**What is expected:** Some of the lines below need repeating. Reproduce exactly those between the lines holding "Indicate the glass" and "[(43, 29), (214, 229), (220, 263), (29, 194)]", inclusive.

BEGIN

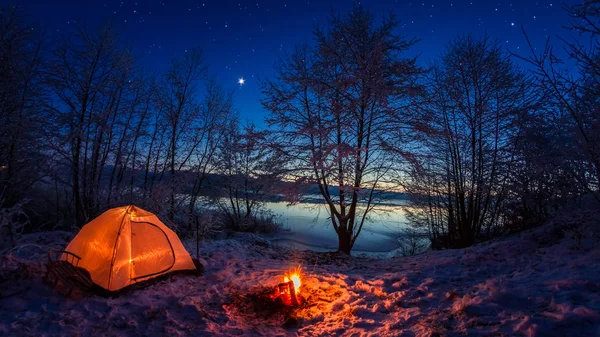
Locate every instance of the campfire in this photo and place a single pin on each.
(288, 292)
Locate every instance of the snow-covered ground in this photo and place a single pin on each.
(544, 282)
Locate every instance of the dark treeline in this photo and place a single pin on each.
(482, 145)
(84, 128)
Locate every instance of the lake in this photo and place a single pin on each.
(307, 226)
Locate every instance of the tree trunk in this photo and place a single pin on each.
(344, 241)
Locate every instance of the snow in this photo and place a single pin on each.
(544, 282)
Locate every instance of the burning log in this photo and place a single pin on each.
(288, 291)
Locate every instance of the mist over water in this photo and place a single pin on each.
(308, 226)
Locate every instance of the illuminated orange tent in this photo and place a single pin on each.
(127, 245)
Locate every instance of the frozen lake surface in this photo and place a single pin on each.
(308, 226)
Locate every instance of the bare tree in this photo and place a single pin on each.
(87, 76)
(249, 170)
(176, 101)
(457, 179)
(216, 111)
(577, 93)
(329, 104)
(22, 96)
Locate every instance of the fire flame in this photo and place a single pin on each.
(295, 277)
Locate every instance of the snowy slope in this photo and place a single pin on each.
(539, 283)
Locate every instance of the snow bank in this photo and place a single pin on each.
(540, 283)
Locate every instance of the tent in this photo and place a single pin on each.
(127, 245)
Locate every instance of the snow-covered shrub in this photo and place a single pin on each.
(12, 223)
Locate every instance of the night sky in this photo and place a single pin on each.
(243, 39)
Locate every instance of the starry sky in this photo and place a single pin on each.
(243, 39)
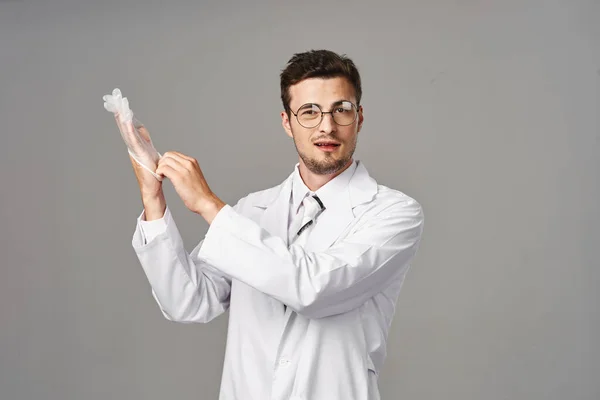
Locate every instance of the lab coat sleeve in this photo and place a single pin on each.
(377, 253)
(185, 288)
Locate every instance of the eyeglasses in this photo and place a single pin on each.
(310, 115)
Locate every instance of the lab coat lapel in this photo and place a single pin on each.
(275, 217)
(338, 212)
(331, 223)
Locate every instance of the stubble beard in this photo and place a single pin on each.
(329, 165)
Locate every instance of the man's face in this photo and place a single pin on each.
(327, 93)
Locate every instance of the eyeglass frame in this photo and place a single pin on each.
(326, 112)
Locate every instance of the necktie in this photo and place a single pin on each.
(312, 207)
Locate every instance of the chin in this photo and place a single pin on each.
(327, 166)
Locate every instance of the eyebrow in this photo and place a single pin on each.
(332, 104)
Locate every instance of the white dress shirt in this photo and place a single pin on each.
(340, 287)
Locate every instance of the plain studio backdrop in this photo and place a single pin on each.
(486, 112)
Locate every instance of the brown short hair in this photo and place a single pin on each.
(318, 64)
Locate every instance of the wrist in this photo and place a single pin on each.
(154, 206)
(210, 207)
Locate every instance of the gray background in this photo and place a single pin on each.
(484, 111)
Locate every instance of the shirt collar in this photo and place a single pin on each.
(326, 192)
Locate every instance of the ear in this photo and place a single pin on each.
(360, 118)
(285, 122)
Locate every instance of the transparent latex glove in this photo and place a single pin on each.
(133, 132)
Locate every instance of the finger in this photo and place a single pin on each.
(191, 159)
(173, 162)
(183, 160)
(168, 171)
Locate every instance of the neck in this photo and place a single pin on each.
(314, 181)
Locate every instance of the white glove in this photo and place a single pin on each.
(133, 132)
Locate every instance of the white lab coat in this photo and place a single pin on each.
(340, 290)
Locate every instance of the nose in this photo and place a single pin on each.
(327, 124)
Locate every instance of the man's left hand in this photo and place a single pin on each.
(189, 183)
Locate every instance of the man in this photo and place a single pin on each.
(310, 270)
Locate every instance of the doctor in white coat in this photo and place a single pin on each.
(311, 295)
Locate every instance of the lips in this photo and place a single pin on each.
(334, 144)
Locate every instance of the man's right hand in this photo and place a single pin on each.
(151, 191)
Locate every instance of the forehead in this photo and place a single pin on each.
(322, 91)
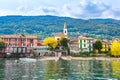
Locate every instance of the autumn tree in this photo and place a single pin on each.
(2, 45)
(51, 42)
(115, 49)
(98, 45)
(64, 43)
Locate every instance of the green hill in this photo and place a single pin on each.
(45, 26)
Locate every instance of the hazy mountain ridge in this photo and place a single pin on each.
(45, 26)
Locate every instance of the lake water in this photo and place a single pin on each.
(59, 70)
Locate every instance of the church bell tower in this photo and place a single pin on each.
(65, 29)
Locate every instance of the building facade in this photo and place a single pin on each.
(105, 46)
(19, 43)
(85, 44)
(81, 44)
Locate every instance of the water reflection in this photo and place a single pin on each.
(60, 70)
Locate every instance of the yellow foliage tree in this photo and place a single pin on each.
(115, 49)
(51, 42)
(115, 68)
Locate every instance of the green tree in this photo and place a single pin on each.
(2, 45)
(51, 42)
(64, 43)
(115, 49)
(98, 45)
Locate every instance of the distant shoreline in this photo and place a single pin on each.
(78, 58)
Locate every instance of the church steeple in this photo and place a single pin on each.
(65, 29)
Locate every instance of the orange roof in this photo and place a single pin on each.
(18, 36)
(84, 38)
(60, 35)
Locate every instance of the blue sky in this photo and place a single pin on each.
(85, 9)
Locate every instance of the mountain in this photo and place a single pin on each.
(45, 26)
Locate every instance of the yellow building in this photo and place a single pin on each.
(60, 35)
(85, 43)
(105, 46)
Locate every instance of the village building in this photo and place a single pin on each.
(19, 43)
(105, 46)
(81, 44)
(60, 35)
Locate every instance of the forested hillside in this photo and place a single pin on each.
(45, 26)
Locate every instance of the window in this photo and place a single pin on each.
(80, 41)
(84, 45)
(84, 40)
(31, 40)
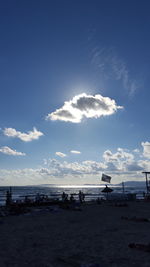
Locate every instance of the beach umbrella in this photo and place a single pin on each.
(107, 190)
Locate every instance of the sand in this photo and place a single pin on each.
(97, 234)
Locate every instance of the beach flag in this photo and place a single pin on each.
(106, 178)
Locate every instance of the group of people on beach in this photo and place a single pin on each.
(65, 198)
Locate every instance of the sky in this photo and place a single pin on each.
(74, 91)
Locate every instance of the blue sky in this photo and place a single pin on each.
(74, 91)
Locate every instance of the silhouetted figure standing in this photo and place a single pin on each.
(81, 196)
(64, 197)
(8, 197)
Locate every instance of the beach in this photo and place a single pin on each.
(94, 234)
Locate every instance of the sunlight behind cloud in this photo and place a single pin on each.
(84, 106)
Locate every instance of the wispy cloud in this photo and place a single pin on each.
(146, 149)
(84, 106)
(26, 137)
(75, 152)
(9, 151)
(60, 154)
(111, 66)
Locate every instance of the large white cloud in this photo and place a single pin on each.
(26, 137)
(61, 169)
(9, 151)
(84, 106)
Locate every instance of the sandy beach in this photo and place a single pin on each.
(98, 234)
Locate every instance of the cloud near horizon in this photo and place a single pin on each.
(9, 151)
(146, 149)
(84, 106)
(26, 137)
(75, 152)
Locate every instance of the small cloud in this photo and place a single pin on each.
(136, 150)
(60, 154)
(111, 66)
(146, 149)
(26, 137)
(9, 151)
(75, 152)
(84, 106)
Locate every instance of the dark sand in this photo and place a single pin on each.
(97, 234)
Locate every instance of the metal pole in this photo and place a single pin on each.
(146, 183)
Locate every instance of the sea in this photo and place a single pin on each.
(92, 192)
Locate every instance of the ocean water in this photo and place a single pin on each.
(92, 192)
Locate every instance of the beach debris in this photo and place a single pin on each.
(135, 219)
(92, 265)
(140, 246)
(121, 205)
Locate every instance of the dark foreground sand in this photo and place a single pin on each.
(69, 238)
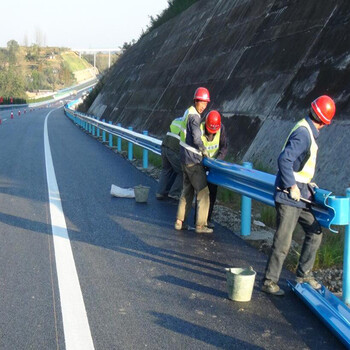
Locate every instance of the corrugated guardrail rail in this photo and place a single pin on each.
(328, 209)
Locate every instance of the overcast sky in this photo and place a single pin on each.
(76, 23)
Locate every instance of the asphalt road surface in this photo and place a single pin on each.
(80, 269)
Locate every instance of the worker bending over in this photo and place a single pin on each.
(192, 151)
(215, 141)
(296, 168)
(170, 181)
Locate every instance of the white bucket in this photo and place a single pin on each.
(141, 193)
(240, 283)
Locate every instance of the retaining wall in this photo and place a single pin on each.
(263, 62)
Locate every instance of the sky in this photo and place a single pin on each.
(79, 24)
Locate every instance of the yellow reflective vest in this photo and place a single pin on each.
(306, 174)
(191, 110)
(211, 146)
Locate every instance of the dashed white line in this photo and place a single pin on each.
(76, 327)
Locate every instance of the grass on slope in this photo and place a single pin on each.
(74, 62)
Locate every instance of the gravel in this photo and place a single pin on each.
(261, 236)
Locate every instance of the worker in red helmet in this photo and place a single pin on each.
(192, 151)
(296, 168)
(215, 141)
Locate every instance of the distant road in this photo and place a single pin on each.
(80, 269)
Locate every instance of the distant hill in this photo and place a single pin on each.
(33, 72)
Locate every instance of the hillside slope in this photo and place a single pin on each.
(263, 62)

END
BEGIN

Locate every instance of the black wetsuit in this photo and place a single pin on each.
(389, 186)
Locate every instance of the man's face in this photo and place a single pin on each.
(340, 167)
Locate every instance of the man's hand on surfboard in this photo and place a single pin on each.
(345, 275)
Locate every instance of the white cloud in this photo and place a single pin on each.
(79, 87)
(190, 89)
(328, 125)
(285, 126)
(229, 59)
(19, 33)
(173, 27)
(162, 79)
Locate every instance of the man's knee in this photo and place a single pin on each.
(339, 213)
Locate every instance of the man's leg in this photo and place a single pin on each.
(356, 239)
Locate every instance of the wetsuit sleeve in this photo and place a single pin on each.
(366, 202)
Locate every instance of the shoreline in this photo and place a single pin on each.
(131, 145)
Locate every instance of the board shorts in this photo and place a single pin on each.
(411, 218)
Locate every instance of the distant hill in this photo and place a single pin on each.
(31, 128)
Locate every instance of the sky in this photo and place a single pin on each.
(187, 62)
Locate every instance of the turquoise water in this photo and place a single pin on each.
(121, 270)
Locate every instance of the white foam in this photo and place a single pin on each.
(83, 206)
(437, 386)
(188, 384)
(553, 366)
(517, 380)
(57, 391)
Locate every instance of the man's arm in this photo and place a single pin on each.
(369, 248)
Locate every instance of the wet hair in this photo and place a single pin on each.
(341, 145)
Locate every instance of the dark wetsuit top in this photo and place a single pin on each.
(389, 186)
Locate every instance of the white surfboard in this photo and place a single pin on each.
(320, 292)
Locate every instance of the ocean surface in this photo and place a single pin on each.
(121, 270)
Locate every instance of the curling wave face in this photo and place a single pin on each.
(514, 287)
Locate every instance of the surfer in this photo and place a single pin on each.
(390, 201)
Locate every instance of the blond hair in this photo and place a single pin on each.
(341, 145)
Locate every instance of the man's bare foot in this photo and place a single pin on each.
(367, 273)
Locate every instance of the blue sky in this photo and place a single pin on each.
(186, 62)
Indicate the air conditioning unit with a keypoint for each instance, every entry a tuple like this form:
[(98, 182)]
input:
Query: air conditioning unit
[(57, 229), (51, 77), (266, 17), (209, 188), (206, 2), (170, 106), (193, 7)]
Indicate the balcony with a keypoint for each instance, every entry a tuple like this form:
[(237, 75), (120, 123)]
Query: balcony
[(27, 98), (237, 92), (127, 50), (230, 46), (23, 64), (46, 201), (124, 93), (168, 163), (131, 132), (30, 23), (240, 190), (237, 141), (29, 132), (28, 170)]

END
BEGIN

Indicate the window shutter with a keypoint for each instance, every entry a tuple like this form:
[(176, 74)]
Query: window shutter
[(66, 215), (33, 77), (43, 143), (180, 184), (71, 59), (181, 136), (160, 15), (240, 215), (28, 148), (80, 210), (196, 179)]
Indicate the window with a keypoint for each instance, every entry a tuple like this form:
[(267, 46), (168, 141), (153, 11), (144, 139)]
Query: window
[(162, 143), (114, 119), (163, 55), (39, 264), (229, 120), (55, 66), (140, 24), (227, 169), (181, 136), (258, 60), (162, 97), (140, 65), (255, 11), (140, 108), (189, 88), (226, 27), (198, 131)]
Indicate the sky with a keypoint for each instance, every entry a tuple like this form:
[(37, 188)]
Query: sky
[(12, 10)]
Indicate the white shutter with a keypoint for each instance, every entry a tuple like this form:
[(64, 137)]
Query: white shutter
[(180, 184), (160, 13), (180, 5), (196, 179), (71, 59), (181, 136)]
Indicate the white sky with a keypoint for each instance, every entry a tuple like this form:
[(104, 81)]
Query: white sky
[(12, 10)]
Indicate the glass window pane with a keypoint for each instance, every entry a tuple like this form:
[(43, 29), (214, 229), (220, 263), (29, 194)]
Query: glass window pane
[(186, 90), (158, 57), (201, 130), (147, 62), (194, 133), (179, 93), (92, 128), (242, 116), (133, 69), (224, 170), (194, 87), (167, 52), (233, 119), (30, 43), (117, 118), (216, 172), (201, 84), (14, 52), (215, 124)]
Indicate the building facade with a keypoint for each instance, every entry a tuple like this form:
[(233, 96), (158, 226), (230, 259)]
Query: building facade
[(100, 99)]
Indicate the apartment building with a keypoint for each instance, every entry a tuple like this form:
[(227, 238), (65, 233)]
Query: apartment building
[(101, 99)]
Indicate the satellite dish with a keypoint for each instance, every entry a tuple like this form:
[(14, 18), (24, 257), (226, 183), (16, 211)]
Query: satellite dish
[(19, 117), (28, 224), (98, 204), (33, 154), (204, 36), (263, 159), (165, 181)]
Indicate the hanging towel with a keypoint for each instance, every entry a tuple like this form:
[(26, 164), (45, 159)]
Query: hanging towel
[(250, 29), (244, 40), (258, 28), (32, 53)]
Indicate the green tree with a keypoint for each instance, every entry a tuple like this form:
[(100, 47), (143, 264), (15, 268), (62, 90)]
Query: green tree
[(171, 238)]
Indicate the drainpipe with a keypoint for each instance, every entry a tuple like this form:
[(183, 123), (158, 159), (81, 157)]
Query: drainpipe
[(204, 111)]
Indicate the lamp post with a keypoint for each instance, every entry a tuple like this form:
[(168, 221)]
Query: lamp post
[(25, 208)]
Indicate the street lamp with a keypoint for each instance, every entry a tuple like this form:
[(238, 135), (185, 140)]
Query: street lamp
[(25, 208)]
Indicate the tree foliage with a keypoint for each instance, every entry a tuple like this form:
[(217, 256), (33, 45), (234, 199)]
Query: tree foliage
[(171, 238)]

END

**Output of the task:**
Indicate the glass window pane with a keypoint for each instance, every entry a tuple like this form:
[(43, 29), (214, 229), (220, 263), (29, 194)]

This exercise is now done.